◆ **EXERCISE PROMPT**:
Each line from the one with "Target: nurse's hand" to the final line of the data must be reproduced exactly, and no other line may appear.

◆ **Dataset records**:
^^^^^^^^^^^^^^^^

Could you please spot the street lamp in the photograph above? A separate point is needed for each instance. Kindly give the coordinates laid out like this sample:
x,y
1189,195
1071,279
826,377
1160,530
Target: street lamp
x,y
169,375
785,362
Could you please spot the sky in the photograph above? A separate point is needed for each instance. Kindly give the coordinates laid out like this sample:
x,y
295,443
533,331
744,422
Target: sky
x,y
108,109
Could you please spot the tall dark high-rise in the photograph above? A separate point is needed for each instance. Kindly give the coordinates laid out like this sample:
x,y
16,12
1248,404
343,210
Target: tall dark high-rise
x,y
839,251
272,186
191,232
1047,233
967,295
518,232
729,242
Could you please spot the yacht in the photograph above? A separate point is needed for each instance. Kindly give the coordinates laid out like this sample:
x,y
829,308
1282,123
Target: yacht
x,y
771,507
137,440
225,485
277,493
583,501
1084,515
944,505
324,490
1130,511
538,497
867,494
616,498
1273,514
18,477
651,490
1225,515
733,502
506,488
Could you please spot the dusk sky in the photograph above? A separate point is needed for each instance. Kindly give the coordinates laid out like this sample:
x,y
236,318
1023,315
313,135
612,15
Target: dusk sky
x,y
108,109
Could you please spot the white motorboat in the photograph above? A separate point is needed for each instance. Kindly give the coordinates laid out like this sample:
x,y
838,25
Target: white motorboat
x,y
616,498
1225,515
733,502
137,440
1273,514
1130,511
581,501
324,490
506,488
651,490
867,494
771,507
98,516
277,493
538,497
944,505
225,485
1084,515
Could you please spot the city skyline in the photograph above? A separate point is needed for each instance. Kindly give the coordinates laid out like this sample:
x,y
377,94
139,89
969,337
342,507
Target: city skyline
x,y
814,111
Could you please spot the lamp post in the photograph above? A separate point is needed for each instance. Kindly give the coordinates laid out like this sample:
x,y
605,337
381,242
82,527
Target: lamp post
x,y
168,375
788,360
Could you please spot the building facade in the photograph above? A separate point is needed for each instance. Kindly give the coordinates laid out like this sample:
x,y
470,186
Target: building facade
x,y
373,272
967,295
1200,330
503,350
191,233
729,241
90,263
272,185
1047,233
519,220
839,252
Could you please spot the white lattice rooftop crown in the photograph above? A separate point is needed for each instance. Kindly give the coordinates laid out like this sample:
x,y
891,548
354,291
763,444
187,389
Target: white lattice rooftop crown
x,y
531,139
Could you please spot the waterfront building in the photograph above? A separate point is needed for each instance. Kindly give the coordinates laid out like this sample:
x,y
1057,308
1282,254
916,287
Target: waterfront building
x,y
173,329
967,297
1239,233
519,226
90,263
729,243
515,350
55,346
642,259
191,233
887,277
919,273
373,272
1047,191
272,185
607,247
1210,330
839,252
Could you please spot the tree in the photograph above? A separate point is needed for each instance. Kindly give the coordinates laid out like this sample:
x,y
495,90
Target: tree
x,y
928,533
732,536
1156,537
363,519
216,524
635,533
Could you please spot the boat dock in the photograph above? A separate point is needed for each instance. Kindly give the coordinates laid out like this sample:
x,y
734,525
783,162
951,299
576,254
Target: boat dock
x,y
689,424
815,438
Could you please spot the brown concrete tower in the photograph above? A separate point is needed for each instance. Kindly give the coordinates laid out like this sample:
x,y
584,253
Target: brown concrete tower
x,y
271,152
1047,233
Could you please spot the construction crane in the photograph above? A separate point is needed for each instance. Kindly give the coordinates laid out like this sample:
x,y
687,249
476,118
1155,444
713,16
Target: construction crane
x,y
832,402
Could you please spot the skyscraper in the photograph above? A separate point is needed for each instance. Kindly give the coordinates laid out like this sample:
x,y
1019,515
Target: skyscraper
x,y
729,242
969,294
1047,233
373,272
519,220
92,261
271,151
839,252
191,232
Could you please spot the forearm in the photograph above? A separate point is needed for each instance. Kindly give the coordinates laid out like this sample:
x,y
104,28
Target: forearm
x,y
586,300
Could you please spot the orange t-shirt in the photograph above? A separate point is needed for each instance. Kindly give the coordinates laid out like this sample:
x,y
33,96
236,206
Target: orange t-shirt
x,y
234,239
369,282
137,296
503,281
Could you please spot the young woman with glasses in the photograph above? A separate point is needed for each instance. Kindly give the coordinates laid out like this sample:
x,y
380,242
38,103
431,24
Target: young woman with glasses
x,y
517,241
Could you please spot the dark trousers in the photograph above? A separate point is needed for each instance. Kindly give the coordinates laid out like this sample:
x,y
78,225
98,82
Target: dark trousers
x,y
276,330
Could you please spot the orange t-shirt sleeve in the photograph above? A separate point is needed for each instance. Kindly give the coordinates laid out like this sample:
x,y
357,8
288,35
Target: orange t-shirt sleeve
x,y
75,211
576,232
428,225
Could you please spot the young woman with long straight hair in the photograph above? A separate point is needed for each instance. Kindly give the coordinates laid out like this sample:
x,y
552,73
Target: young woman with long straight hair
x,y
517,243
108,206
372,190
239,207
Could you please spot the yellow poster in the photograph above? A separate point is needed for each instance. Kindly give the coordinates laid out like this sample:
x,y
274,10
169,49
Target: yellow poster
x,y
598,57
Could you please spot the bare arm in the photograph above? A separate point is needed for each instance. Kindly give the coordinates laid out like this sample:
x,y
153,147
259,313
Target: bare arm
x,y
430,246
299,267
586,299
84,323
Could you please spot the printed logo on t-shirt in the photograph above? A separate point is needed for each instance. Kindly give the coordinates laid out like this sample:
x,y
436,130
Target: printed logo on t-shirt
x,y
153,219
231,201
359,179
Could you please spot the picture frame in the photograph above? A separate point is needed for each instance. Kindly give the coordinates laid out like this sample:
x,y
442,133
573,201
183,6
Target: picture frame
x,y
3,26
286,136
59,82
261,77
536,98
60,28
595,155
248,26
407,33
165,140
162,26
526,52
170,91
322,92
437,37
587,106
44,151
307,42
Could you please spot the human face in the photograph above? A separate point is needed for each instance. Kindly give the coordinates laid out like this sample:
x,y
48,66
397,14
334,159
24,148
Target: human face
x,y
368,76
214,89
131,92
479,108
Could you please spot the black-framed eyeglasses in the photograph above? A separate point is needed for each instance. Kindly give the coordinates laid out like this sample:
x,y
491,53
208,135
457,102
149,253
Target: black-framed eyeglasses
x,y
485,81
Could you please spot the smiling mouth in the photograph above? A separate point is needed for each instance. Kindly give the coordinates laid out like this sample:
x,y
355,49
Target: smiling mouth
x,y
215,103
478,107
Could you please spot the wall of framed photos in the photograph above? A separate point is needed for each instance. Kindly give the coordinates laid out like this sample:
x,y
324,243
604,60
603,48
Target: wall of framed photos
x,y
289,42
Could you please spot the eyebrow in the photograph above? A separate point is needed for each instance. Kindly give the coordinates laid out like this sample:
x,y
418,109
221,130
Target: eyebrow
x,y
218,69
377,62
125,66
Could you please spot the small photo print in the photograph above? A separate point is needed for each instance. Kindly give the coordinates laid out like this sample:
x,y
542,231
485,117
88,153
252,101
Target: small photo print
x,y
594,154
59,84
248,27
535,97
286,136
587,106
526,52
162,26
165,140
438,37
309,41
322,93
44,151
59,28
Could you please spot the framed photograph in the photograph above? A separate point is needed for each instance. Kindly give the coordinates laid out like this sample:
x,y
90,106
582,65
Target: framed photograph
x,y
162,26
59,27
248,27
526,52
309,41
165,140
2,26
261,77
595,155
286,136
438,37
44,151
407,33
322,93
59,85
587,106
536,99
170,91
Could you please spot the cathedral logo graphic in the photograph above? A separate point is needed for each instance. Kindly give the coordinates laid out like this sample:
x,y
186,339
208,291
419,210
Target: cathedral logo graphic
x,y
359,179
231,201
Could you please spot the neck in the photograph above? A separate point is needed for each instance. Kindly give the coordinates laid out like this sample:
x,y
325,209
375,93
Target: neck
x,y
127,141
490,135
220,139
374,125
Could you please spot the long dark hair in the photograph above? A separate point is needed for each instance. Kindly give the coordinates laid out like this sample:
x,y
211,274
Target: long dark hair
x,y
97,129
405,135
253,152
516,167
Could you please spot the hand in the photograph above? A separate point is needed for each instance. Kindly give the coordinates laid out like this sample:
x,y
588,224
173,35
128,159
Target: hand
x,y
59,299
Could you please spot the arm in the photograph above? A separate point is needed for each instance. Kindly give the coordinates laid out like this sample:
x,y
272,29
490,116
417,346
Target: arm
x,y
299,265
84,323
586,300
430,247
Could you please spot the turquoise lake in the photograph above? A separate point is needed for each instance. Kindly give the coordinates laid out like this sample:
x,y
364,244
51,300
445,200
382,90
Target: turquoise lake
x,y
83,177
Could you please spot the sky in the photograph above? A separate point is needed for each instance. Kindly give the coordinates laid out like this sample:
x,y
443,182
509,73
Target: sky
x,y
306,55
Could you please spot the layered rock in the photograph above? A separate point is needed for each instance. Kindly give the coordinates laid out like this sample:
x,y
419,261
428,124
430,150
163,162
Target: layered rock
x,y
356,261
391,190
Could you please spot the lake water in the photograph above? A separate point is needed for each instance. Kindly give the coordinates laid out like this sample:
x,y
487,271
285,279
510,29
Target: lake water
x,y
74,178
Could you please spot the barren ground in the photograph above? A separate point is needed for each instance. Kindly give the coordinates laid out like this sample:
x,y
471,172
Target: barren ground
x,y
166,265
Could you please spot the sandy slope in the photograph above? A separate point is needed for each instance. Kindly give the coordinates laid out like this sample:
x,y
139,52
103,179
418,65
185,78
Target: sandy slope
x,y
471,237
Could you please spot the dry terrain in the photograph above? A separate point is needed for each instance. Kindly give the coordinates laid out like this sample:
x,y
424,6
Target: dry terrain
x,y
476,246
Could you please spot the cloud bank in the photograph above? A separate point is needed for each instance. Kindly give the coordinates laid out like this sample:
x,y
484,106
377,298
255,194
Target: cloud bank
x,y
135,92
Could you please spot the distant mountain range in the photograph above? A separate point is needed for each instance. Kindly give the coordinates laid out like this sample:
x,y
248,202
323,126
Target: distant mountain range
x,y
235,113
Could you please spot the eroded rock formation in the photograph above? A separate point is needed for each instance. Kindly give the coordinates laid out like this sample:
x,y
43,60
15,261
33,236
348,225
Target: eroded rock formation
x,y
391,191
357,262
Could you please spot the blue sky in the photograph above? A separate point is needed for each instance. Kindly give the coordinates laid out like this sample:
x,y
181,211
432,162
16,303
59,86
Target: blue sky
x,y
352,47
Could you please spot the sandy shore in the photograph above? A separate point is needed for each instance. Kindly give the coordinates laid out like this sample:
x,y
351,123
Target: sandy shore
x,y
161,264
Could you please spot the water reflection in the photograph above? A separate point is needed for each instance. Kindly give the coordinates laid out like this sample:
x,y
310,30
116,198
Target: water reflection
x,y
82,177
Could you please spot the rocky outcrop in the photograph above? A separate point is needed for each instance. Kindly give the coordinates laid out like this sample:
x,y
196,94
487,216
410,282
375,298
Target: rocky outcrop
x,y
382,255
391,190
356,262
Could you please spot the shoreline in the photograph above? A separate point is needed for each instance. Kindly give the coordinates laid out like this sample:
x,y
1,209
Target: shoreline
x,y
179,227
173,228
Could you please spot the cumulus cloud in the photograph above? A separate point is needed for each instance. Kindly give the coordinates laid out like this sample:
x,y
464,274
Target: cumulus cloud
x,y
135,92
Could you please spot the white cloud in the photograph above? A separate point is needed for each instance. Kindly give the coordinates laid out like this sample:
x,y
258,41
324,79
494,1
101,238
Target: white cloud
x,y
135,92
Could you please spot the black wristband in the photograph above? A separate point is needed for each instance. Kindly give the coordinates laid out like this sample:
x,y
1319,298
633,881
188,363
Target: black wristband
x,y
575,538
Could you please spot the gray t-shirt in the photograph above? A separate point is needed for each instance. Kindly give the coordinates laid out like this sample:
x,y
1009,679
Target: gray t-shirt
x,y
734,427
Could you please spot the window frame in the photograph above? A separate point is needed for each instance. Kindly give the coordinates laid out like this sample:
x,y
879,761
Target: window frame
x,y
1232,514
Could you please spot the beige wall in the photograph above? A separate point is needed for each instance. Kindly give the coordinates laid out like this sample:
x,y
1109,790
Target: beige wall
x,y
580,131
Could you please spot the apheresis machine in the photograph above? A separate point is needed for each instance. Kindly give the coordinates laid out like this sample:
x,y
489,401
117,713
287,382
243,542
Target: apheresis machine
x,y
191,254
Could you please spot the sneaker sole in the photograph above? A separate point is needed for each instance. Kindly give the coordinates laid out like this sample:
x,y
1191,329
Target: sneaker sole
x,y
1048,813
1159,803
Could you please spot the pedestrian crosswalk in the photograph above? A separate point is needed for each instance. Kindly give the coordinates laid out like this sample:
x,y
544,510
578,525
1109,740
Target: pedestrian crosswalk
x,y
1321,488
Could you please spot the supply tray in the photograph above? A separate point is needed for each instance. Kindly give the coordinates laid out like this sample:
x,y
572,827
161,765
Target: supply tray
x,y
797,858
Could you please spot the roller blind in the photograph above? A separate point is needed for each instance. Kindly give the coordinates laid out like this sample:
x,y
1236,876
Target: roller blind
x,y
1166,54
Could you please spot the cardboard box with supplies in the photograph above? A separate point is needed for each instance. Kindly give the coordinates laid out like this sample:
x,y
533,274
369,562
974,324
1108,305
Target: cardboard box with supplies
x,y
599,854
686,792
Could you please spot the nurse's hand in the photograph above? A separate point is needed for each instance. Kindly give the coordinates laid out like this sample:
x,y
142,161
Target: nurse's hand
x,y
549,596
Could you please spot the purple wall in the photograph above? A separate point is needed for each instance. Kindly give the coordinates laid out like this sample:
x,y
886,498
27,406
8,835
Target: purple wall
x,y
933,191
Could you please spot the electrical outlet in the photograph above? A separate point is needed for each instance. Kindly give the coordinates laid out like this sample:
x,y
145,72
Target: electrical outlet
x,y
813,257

^^^^^^^^^^^^^^^^

◆ **EXERCISE SOLUTION**:
Target: nurse's hand
x,y
549,596
Could you please spot the purple wall in the photograph above? A separate point is needed for each instance. Kindly give the coordinates laid out like this sample:
x,y
886,498
27,406
8,835
Target: purple wall
x,y
933,191
Could you please spot the electrical outlet in the photograph above? A separate point is needed for each instance. Kindly give the coordinates laid out like this sample:
x,y
145,72
Target: electrical outlet
x,y
813,257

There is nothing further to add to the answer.